Stored data entries:
===

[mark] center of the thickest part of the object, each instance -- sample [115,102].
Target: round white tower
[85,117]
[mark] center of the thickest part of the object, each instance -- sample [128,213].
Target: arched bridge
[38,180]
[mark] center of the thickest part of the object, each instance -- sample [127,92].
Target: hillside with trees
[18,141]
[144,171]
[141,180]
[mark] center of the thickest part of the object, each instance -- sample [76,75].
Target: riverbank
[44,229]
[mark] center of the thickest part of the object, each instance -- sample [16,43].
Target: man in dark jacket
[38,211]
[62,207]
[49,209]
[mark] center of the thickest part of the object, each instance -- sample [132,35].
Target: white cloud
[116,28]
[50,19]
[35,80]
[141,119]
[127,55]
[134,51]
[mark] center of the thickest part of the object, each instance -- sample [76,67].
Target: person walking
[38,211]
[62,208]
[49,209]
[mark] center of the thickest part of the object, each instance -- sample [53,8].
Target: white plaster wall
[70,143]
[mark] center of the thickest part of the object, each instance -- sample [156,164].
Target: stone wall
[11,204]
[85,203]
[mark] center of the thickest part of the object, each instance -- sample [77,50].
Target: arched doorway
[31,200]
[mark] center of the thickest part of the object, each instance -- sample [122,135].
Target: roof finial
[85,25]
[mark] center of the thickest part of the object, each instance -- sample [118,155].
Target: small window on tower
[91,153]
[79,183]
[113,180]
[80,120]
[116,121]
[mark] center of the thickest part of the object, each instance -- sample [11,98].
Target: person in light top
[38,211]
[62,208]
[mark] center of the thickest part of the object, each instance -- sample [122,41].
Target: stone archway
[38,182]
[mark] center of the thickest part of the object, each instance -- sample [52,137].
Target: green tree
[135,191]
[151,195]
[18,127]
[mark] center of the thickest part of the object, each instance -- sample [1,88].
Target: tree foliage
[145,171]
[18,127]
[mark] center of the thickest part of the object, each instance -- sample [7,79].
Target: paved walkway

===

[Exercise requirements] Retype every entry exactly as it stands.

[Reply]
[mark] center of the thickest part of the object, each instance -- sample [115,102].
Target: round white tower
[85,117]
[mark] center of the thickest part of the object, each instance -- sample [128,213].
Target: arched bridge
[38,180]
[mark] center of the thickest part of the object, each instance -- sample [127,92].
Target: hillside with trees
[18,141]
[144,171]
[141,180]
[mark] center of the thickest part of the object, each instance -- sample [76,75].
Target: riverbank
[44,229]
[mark] center of the thickest part of the object, each instance -- sample [16,43].
Target: man in dark jacket
[38,211]
[62,207]
[49,209]
[mark] center of the thickest part of the object, each instance -- sample [132,35].
Target: white cloud
[116,28]
[50,19]
[35,80]
[141,119]
[127,55]
[134,51]
[mark] center of the thickest part of the object, each instance -- sample [76,67].
Target: person walking
[38,211]
[62,208]
[49,209]
[mark] center of the thickest part of the object, each instance -- sample [53,8].
Target: white plaster wall
[70,143]
[mark] center of the thickest part of the object, each instance -- sample [156,164].
Target: stone wall
[11,204]
[85,203]
[mark] center of the thickest part of the object, each instance -- sample [77,50].
Target: arched doorway
[31,200]
[mark] center of the thickest part of the object, each instance -- sample [122,135].
Target: roof finial
[85,25]
[mark] center of the thickest part of the object, each instance -- sample [118,155].
Target: small window on tower
[91,153]
[79,183]
[113,180]
[80,120]
[116,121]
[mark] center of the thickest part of the object, each instance -- sample [11,98].
Target: person in light top
[38,211]
[62,208]
[mark] center of the thickest part of the object, each instance -- sample [122,41].
Target: stone archway
[38,182]
[mark] center of the thickest part of the object, each instance -- sample [52,137].
Target: green tree
[135,191]
[151,195]
[18,127]
[mark] center of the thickest part of the object, each instance -- sample [1,88].
Target: tree foliage
[145,171]
[18,127]
[mark] center of the thickest part of the object, each instance -- sample [7,79].
Target: paved walkway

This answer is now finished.